Documento de origem →
Infelizmente os cursos de licenciatura no interior da Zona da Mata não parecem preocupados com a formação do pesquisador. O professor e o historiador encontram-se em mundos diferentes. Esta postura conservadora nos leva à reprodução de um tipo de conteúdo tradicionalista e positivista nas salas de aula.

Muitos dos professores da rede pública local foram formados nas universidades ou faculdades particulares e a maioria deles se afasta do ambiente acadêmico logo após a formatura. Se por um lado as universidades públicas privilegiam a formação dos bacharéis, as particulares dedicam-se à licenciatura, colocando o estímulo à pesquisa em segundo plano. O professor que atua na sala de aula acaba ficando desatualizado, enquanto que o pesquisador fica alheio às necessidades do ensino e às dificuldades dos jovens estudantes em assimilar o conhecimento histórico por eles produzido. Para Macedo, é necessário que haja um amplo diálogo entre universidade e escolas.[1]

Os desafios do professor do Ensino Fundamental

A escola, a que quem foi incumbida a tarefa de formar o cidadão, acaba esquecendo que a cidadania começa a partir da valorização do regional para então remeter-se ao nacional. A valorização da memória do município favorece o surgimento de um espírito crítico e comprometido com o bem comum.

Dados extraídos →
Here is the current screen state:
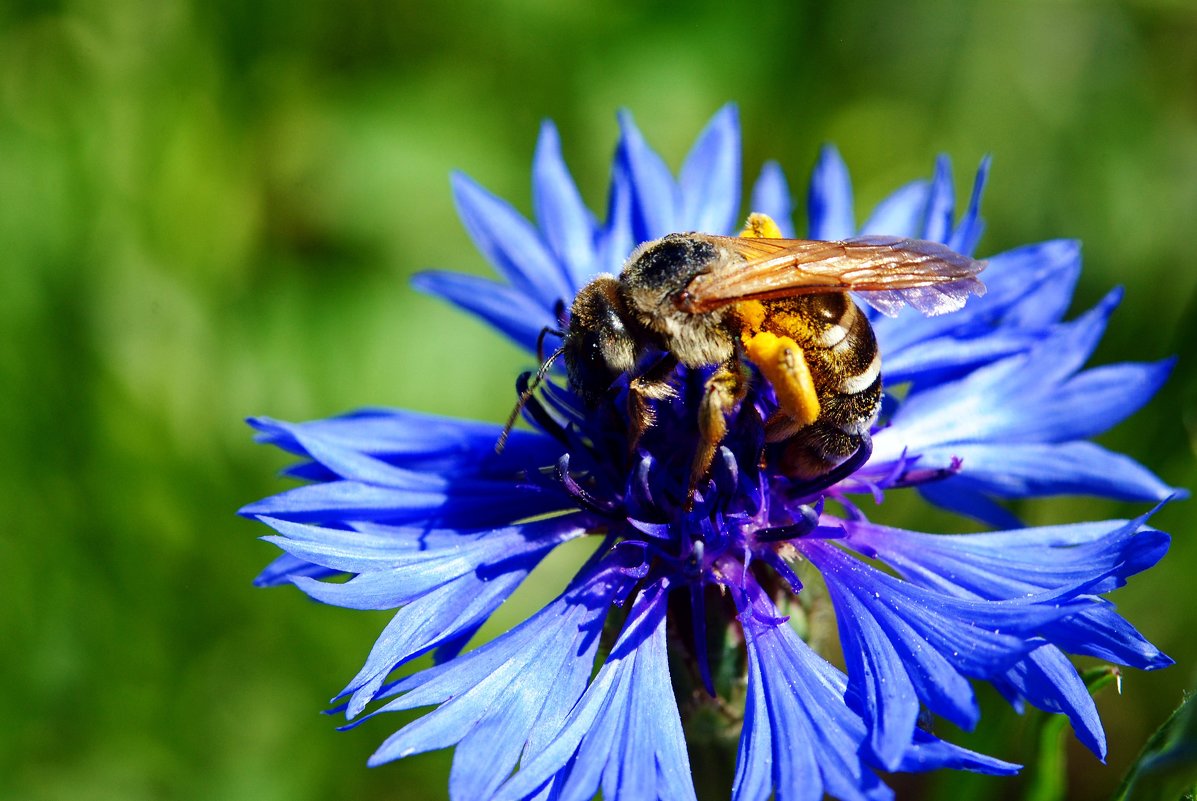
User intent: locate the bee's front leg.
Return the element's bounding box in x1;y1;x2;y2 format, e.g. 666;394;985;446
627;353;678;454
686;357;749;510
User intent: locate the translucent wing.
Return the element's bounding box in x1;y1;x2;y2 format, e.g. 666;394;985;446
676;236;985;317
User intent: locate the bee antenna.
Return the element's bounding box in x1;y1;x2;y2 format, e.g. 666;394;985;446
494;347;565;454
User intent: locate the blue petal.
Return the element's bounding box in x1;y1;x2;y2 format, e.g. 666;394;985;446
948;156;992;256
731;582;893;801
919;156;956;244
874;239;1081;360
844;515;1167;601
359;566;630;801
807;145;856;239
596;162;637;274
254;553;336;587
452;172;573;316
238;481;564;528
879;328;1039;384
615;111;681;242
249;408;561;478
982;239;1081;328
798;540;1082;751
498;582;694;801
874;295;1171;462
1050;603;1174;670
861;181;931;237
531;120;599;291
1005;645;1106;761
748;162;794;238
918;481;1022;528
918;442;1184;503
679;103;740;233
898;729;1020;776
412;271;555;353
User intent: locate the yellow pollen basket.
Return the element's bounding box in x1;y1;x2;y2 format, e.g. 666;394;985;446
736;212;820;426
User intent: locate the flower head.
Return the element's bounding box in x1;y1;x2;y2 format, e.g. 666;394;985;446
243;107;1175;801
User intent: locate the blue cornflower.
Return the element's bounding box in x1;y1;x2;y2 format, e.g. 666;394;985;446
242;107;1177;801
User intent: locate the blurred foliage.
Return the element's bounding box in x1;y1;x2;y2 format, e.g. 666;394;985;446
0;0;1197;801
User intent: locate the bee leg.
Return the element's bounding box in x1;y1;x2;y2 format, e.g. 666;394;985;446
627;353;678;454
686;359;748;511
745;330;821;442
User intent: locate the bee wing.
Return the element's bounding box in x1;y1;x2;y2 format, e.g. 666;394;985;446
678;236;985;317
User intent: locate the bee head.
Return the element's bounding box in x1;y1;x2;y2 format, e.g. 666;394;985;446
619;233;734;366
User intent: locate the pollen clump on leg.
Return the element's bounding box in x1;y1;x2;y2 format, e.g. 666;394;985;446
745;330;820;426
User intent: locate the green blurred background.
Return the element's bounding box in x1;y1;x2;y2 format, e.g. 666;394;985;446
0;0;1197;801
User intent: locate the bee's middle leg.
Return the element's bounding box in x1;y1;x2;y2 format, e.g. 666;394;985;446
627;353;678;454
686;359;748;508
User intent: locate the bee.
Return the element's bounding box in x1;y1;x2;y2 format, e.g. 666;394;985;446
512;214;985;494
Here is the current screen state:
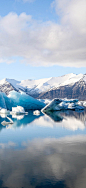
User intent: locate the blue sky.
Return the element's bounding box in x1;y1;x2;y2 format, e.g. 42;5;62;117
0;0;86;80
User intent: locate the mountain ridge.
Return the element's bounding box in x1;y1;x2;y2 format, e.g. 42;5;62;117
0;73;86;100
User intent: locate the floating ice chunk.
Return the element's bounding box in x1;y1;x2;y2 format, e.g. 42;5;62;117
83;101;86;107
12;114;24;120
42;99;84;112
41;99;62;112
11;106;26;114
8;91;45;110
0;92;6;109
33;110;40;116
1;117;13;126
0;108;10;114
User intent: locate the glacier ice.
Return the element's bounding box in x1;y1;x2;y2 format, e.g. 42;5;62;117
10;106;27;115
41;99;84;112
33;110;40;116
8;91;45;111
0;91;45;111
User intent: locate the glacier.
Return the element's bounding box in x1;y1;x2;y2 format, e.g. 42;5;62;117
0;90;45;111
0;90;86;114
41;98;84;112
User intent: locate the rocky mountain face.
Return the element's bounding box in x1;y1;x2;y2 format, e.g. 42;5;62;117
0;73;86;100
37;80;86;100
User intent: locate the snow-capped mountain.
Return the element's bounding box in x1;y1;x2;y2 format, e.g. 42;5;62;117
0;73;86;100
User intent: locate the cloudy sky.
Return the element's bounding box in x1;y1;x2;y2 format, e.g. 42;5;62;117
0;0;86;80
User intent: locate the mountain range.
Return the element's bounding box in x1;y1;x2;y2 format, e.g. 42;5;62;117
0;73;86;100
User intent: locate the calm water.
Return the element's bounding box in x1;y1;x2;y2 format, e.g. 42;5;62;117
0;111;86;188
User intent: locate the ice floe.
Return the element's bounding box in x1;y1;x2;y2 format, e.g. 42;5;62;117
42;99;84;112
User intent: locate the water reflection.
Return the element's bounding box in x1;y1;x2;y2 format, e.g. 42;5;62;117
0;110;86;131
0;136;86;188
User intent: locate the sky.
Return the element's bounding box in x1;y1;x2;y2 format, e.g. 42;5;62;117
0;0;86;80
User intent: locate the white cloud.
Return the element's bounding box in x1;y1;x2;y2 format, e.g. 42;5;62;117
0;0;86;67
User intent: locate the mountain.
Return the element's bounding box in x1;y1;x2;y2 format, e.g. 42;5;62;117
0;73;86;100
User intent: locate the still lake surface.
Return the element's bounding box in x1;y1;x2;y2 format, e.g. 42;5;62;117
0;110;86;188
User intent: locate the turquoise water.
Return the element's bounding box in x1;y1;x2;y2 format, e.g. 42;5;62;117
0;111;86;188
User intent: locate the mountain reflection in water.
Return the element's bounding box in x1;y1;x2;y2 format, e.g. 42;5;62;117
0;136;86;188
0;110;86;188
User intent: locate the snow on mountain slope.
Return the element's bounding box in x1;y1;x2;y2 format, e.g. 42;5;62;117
0;73;86;94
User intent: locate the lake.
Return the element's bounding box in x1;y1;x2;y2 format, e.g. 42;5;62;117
0;110;86;188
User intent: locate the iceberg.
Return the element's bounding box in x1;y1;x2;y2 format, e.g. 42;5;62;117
33;110;40;116
10;106;27;115
0;91;45;111
41;99;84;112
8;91;45;111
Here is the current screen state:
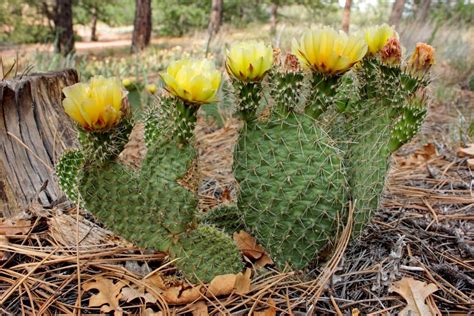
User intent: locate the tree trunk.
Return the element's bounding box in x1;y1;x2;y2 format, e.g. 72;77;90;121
416;0;431;23
208;0;223;34
270;2;278;34
132;0;151;52
91;9;99;42
54;0;74;56
388;0;405;28
0;69;78;217
342;0;352;33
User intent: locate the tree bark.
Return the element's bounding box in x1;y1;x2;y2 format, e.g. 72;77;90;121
270;2;278;34
416;0;431;23
0;69;78;217
208;0;223;34
342;0;352;33
132;0;151;52
388;0;405;27
91;9;99;42
54;0;74;56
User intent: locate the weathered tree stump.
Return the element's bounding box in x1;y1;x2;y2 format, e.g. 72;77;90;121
0;69;78;217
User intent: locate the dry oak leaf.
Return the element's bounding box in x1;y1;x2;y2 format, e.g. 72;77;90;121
458;144;474;158
467;158;474;169
84;277;128;313
161;269;251;305
0;235;8;262
401;143;437;166
206;269;252;297
234;230;273;267
120;286;157;303
252;299;276;316
0;218;31;235
390;277;438;316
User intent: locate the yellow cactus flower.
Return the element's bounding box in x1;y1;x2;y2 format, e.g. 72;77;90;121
145;84;156;94
407;43;435;74
225;41;273;82
365;24;398;55
160;58;222;104
292;27;367;75
63;76;126;131
122;78;133;88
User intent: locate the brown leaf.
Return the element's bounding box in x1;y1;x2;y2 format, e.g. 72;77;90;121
189;301;209;316
234;230;273;266
0;235;8;262
458;144;474;158
206;274;237;297
120;286;157;303
401;143;437;166
390;277;438;316
467;158;474;169
162;285;204;305
84;277;128;313
234;268;252;295
253;299;276;316
0;218;31;235
144;308;163;316
143;273;168;290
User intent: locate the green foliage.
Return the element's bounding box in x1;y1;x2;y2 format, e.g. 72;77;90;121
57;98;243;282
234;112;347;269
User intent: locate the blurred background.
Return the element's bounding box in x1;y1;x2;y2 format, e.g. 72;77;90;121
0;0;474;117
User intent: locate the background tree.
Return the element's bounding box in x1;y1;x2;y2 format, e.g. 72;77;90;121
342;0;352;33
73;0;118;41
40;0;74;56
132;0;151;52
416;0;431;23
388;0;405;27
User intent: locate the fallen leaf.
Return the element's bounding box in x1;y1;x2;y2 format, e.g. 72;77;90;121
120;286;157;303
0;235;8;262
467;158;474;169
206;274;237;297
252;299;276;316
390;277;438;316
143;273;168;290
161;285;204;305
189;301;209;316
84;277;127;313
234;268;252;295
144;308;163;316
458;144;474;158
234;230;273;267
0;218;31;235
401;143;437;166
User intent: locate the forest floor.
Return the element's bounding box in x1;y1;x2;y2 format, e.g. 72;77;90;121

Tarefas propostas →
(A) Segundo o texto sobre a formação de professores, a que se dedicam as faculdades particulares?
(B) Reproduza tudo no texto sobre a formação de professores de "A escola, a" até "o bem comum.", trocando "bem comum" por "interesse coletivo".
Baseie-se exclusivamente no texto, sem recorrer aos registros.

Soluções →
(A) À licenciatura, colocando o estímulo à pesquisa em segundo plano.

(B)
A escola, a que quem foi incumbida a tarefa de formar o cidadão, acaba esquecendo que a cidadania começa a partir da valorização do regional para então remeter-se ao nacional. A valorização da memória do município favorece o surgimento de um espírito crítico e comprometido com o interesse coletivo.